- Task description -
Your answer should consist only of the lines below from the one with "38L120 41L121 37L118" through the one with "box: [111, 0, 212, 40]", copied exactly.

=== Section Start ===

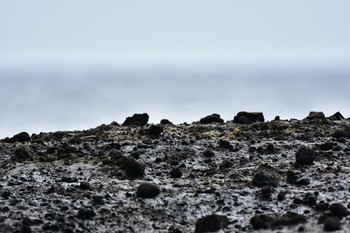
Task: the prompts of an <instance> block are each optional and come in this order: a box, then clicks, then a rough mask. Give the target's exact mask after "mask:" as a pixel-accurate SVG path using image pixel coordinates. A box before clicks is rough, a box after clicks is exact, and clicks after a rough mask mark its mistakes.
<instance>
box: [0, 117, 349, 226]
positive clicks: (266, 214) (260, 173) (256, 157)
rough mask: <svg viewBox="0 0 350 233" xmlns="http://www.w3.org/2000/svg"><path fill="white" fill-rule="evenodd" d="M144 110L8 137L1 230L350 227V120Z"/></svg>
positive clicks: (1, 151) (0, 178) (4, 155)
mask: <svg viewBox="0 0 350 233" xmlns="http://www.w3.org/2000/svg"><path fill="white" fill-rule="evenodd" d="M148 118H149V116H148V114H146V113H144V114H135V115H133V116H131V117H128V118H127V119H126V120H125V121H124V122H123V123H122V124H118V123H116V122H112V123H111V124H108V125H101V126H99V127H97V128H94V129H90V130H84V131H70V132H52V133H40V134H33V135H29V134H28V133H26V132H22V133H19V134H17V135H15V136H13V137H10V138H5V139H1V140H0V175H1V176H0V232H19V233H29V232H65V233H70V232H165V233H180V232H195V233H202V232H339V233H340V232H344V233H345V232H350V216H349V214H350V212H349V207H350V202H349V197H350V184H349V181H350V179H349V172H350V166H349V165H350V159H349V158H350V119H349V118H347V119H346V118H344V117H343V116H342V115H341V114H340V113H339V112H338V113H336V114H334V115H332V116H329V117H326V116H325V115H324V114H323V113H322V112H310V114H309V115H308V116H307V117H306V118H305V119H302V120H297V119H289V120H283V119H280V118H279V117H276V118H275V119H274V120H272V121H268V122H267V121H265V119H264V116H263V113H252V112H240V113H238V114H237V115H236V116H235V117H234V118H233V120H230V121H227V122H225V121H224V120H223V119H221V118H220V115H218V114H212V115H210V116H206V117H203V118H202V119H200V120H199V121H198V122H194V123H192V124H187V123H184V124H179V125H174V124H172V123H171V122H170V121H169V120H167V119H164V120H162V121H161V122H160V124H148Z"/></svg>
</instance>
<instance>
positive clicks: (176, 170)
mask: <svg viewBox="0 0 350 233" xmlns="http://www.w3.org/2000/svg"><path fill="white" fill-rule="evenodd" d="M181 176H182V172H181V170H180V168H178V167H177V168H173V169H171V171H170V177H171V178H181Z"/></svg>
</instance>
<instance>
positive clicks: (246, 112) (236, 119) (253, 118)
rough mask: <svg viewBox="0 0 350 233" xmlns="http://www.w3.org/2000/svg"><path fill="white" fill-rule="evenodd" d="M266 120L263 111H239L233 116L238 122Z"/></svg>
mask: <svg viewBox="0 0 350 233" xmlns="http://www.w3.org/2000/svg"><path fill="white" fill-rule="evenodd" d="M264 121H265V119H264V115H263V113H262V112H239V113H238V114H237V115H236V116H235V117H234V118H233V122H234V123H238V124H252V123H256V122H264Z"/></svg>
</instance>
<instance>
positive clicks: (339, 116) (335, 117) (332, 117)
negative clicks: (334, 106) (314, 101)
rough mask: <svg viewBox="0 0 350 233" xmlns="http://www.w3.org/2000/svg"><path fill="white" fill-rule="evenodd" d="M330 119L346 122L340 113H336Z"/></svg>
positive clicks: (331, 116)
mask: <svg viewBox="0 0 350 233" xmlns="http://www.w3.org/2000/svg"><path fill="white" fill-rule="evenodd" d="M329 119H331V120H333V121H336V120H344V117H343V115H342V114H341V113H340V112H336V113H334V114H333V115H332V116H330V117H329Z"/></svg>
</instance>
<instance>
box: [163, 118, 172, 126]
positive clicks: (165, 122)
mask: <svg viewBox="0 0 350 233" xmlns="http://www.w3.org/2000/svg"><path fill="white" fill-rule="evenodd" d="M160 124H162V125H172V124H173V123H172V122H171V121H169V120H168V119H163V120H161V121H160Z"/></svg>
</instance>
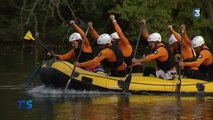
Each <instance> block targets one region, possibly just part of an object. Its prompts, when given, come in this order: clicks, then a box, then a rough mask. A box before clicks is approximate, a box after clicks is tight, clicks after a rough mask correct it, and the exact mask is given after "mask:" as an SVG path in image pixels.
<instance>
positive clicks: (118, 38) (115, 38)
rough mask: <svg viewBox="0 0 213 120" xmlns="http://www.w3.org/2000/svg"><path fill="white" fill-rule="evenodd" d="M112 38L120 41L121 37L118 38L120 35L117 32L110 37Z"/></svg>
mask: <svg viewBox="0 0 213 120" xmlns="http://www.w3.org/2000/svg"><path fill="white" fill-rule="evenodd" d="M110 37H111V38H112V39H120V37H119V36H118V33H117V32H114V33H112V34H111V35H110Z"/></svg>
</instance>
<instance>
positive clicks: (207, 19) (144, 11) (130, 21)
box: [111, 0, 212, 40]
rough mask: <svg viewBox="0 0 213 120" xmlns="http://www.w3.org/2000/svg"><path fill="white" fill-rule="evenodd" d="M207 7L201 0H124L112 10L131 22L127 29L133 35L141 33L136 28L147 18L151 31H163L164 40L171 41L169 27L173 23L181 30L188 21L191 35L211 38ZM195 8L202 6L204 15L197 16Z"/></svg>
mask: <svg viewBox="0 0 213 120" xmlns="http://www.w3.org/2000/svg"><path fill="white" fill-rule="evenodd" d="M114 1H115V2H119V1H120V0H114ZM204 7H205V6H202V1H201V0H197V1H195V0H124V1H122V2H120V4H118V5H117V6H116V7H115V8H114V9H112V10H111V11H112V12H113V13H116V14H119V15H120V19H122V20H123V21H126V22H128V23H129V26H126V29H125V30H124V31H128V32H131V33H130V34H131V36H137V35H136V34H137V32H135V31H137V30H138V27H137V26H138V23H139V22H140V20H141V19H142V18H144V19H146V21H147V27H148V31H149V32H150V33H152V32H159V33H161V34H162V36H163V39H164V40H167V38H168V36H169V34H170V33H169V32H168V30H167V26H168V25H169V24H172V25H174V26H176V30H177V31H179V27H180V25H181V24H185V25H186V26H187V29H188V33H189V36H191V37H192V36H195V35H203V36H204V37H208V36H205V35H206V34H204V33H203V30H204V31H205V30H207V29H211V30H212V26H211V25H210V21H209V20H208V19H207V17H206V16H205V13H204ZM194 8H200V9H201V17H200V18H194V17H193V14H192V13H193V9H194ZM202 10H203V11H202ZM129 28H130V29H129ZM209 34H210V33H209Z"/></svg>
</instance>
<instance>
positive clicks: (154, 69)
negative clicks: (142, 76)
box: [143, 67, 156, 76]
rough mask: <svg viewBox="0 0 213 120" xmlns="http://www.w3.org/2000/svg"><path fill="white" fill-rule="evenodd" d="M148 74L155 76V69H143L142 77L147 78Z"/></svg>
mask: <svg viewBox="0 0 213 120" xmlns="http://www.w3.org/2000/svg"><path fill="white" fill-rule="evenodd" d="M150 74H152V75H154V76H156V68H154V67H145V69H144V73H143V76H149V75H150Z"/></svg>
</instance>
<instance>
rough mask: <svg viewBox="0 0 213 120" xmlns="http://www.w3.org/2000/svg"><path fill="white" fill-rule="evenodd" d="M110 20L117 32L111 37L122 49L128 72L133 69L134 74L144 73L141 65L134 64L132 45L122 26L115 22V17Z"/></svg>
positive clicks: (137, 64)
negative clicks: (119, 25) (126, 64)
mask: <svg viewBox="0 0 213 120" xmlns="http://www.w3.org/2000/svg"><path fill="white" fill-rule="evenodd" d="M109 18H110V19H111V20H112V23H113V25H114V28H115V31H116V32H113V33H112V34H110V37H111V38H112V41H113V42H115V43H116V44H117V45H118V47H119V48H120V49H121V51H122V53H123V56H124V61H125V63H126V64H127V67H128V70H130V68H131V67H133V68H132V73H141V72H143V67H142V66H141V63H139V62H138V63H134V64H132V57H133V49H132V46H131V44H130V43H129V40H128V39H127V38H126V36H125V35H124V34H123V32H122V30H121V28H120V26H119V25H118V23H117V21H116V20H115V16H114V15H110V16H109Z"/></svg>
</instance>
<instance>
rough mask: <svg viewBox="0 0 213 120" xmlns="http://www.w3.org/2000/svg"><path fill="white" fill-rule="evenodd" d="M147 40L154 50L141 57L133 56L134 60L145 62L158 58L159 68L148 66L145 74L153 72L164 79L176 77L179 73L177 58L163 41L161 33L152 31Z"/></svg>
mask: <svg viewBox="0 0 213 120" xmlns="http://www.w3.org/2000/svg"><path fill="white" fill-rule="evenodd" d="M147 41H148V42H149V46H150V48H151V49H152V50H154V52H153V53H151V54H148V55H146V56H144V57H142V58H140V59H136V58H133V59H132V62H141V63H145V62H149V61H152V60H156V62H157V69H156V68H154V67H146V68H145V69H144V76H149V75H150V74H153V75H154V76H156V77H158V78H162V79H167V80H172V79H174V78H175V75H176V74H177V71H176V68H175V58H174V55H173V54H172V53H171V51H170V50H169V48H167V47H166V46H165V45H164V44H163V43H162V42H161V35H160V34H159V33H152V34H150V35H149V37H148V40H147Z"/></svg>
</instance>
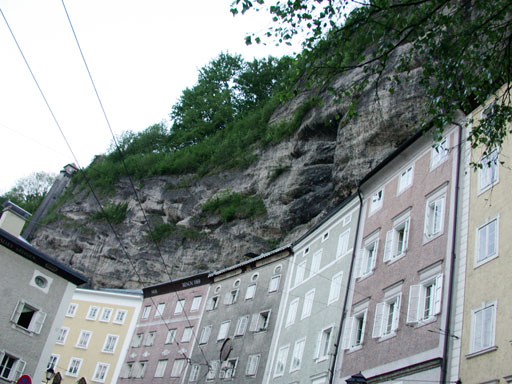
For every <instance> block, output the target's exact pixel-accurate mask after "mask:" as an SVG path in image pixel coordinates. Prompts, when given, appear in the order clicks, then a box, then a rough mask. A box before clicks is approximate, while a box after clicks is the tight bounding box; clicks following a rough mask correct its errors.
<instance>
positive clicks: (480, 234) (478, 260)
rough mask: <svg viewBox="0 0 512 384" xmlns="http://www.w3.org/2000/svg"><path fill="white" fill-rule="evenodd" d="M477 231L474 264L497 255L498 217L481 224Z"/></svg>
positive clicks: (486, 259) (477, 263)
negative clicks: (475, 253) (497, 218)
mask: <svg viewBox="0 0 512 384" xmlns="http://www.w3.org/2000/svg"><path fill="white" fill-rule="evenodd" d="M477 232H478V234H477V247H476V257H475V266H478V265H480V264H483V263H484V262H486V261H489V260H490V259H491V258H494V257H496V256H497V255H498V247H497V245H498V219H494V220H492V221H490V222H488V223H487V224H484V225H482V226H481V227H479V228H478V230H477Z"/></svg>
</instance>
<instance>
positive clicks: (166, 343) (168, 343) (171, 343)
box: [165, 328, 176, 344]
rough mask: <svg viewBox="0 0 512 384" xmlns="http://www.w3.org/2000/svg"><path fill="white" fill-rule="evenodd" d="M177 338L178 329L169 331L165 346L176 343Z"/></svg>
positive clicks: (165, 337) (166, 337) (166, 339)
mask: <svg viewBox="0 0 512 384" xmlns="http://www.w3.org/2000/svg"><path fill="white" fill-rule="evenodd" d="M175 337H176V328H173V329H169V331H167V336H166V337H165V344H172V343H174V339H175Z"/></svg>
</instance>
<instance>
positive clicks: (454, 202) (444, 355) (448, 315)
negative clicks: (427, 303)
mask: <svg viewBox="0 0 512 384" xmlns="http://www.w3.org/2000/svg"><path fill="white" fill-rule="evenodd" d="M456 125H457V126H458V127H459V143H458V149H459V150H458V152H457V176H456V180H455V199H454V200H455V201H454V213H455V215H454V220H453V232H452V252H451V263H450V284H449V285H448V309H447V310H446V325H445V328H444V334H445V336H444V346H443V360H442V366H441V381H440V382H441V383H443V384H444V383H446V382H447V381H446V376H447V370H448V343H449V342H450V338H451V337H452V335H451V329H450V320H451V319H450V318H451V312H452V305H453V304H454V297H453V286H454V281H453V280H454V275H455V259H456V252H455V248H456V240H457V212H458V209H459V189H460V185H459V179H460V173H461V172H462V169H461V151H462V148H461V147H462V145H461V143H462V126H461V125H460V124H456Z"/></svg>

=== Section End ===

- Written response -
rough mask: <svg viewBox="0 0 213 120" xmlns="http://www.w3.org/2000/svg"><path fill="white" fill-rule="evenodd" d="M112 38L120 41L121 37L118 38L120 35L117 32L110 37Z"/></svg>
mask: <svg viewBox="0 0 213 120" xmlns="http://www.w3.org/2000/svg"><path fill="white" fill-rule="evenodd" d="M110 37H111V38H112V39H120V37H119V36H118V33H117V32H114V33H112V34H111V35H110Z"/></svg>
</instance>
<instance>
positive clicks: (207, 19) (144, 11) (130, 21)
box: [111, 0, 212, 40]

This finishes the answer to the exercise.